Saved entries
-- -- --

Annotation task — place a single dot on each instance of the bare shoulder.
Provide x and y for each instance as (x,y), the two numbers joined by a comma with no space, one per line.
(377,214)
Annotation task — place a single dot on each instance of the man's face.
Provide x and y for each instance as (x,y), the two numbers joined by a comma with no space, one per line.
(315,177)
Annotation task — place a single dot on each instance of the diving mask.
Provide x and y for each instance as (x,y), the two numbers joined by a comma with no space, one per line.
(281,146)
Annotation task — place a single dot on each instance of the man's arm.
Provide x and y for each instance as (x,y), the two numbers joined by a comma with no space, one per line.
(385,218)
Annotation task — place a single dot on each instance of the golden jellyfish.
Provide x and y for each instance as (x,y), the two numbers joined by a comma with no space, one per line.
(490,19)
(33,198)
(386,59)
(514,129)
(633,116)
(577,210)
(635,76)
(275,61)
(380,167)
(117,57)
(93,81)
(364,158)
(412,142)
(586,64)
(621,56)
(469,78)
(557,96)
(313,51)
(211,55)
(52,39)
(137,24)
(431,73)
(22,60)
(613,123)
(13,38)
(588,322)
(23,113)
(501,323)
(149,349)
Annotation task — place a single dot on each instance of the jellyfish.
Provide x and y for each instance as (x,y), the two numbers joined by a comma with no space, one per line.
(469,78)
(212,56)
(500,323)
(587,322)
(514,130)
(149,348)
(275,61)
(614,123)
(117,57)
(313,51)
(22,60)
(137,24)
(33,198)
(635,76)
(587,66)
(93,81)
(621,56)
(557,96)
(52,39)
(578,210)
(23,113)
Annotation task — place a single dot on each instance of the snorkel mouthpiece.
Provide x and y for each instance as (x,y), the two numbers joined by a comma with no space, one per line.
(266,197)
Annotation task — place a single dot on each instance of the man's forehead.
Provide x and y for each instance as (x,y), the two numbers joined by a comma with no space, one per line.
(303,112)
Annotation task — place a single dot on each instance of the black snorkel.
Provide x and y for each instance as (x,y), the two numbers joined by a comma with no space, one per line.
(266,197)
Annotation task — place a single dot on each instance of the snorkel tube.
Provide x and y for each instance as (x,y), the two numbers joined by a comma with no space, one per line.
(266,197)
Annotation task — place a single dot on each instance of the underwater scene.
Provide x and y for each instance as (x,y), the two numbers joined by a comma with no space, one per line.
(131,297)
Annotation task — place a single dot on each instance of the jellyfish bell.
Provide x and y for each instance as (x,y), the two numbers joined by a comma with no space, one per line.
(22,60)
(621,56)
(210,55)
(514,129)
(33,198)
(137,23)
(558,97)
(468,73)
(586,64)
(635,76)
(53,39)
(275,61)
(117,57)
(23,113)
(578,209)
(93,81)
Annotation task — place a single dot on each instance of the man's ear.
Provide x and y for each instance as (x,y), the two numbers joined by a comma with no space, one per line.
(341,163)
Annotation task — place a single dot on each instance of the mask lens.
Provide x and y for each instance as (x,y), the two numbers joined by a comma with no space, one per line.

-- -- --

Task instructions :: Restate the records, all of them, precisely as written.

The reply ::
Annotation task — place a single dot on each instance of the bare shoulder.
Provide x and y for each instance as (x,y), the two numbers joined by a comma with no space, one per line.
(377,214)
Annotation task — place a single dot on each instance of the man's face.
Provide x and y for each instance as (x,y), the two numbers joined by a comma with no space, one per line.
(315,177)
Annotation task — place a single dot on each instance of the diving mask.
Provide x and y for each instance as (x,y), the two numbers joined by a comma with no space, one per line.
(281,146)
Annotation task — place a single dot on each instance of the man's arm.
Provide x and y for each instance as (x,y), the two numbers joined by a comma with no space, one per line.
(385,218)
Annotation task — place a single dot on each instance of the golden jellyfish.
Provide x and y for each instance as (x,y), the two numbers joined by a comma with no space, one per line.
(490,19)
(33,198)
(386,59)
(514,129)
(633,116)
(577,210)
(635,76)
(275,61)
(380,167)
(117,57)
(93,81)
(364,158)
(412,142)
(586,64)
(621,56)
(469,78)
(557,96)
(313,51)
(211,55)
(52,39)
(137,24)
(431,73)
(22,60)
(613,123)
(13,38)
(588,322)
(23,113)
(501,323)
(149,349)
Annotation task — place a single dot on each instance of the jellyfish.
Provide x and y for each instance as (x,y), the two numbers joined by a comma with no space, one per line.
(469,78)
(212,56)
(500,323)
(587,322)
(514,130)
(149,348)
(275,61)
(614,123)
(117,57)
(313,51)
(22,60)
(137,24)
(33,198)
(635,76)
(587,66)
(93,81)
(621,56)
(557,96)
(52,39)
(578,210)
(23,113)
Annotation task — place a single dot on each instance of the snorkel mouthpiece.
Provide x and y for each instance as (x,y), the two numbers joined by a comma with no space, one per line.
(266,197)
Annotation task — place a single dot on each instance of the man's forehead.
Provide x and y for each instance as (x,y), the two numbers joined by a comma with no space, one per line.
(303,112)
Annotation task — place a single dot on each instance of the black snorkel.
Provide x and y for each instance as (x,y), the two numbers joined by a comma with no space, one per line.
(266,197)
Annotation task — place a single dot on each instance of the snorkel tube.
Provide x and y for each instance as (x,y), the two numbers joined by a comma with no space, one per line.
(266,197)
Annotation task — place a single dot on each instance of the underwater scene.
Provide x and y for each instance as (x,y), the two numbers joined by a comma with no space, one per line.
(131,297)
Annotation task — place a single dot on each instance of the jellyfish bell.
Provide x and y for each instance as (x,y), the two numbers joined by a comma with no space, one per line.
(22,60)
(621,56)
(210,55)
(514,129)
(33,198)
(137,23)
(558,97)
(468,73)
(586,64)
(635,76)
(53,39)
(275,61)
(117,57)
(23,113)
(578,209)
(93,81)
Annotation task — place a single dot on each instance of the man's ear.
Provide x and y for each instance as (x,y), the two numbers joined by a comma with no space, one per line.
(341,163)
Annotation task — place a single dot on each instance of the mask lens.
Provide x and y for each instance as (x,y), the two numbers joined by a comma with no space, one per line.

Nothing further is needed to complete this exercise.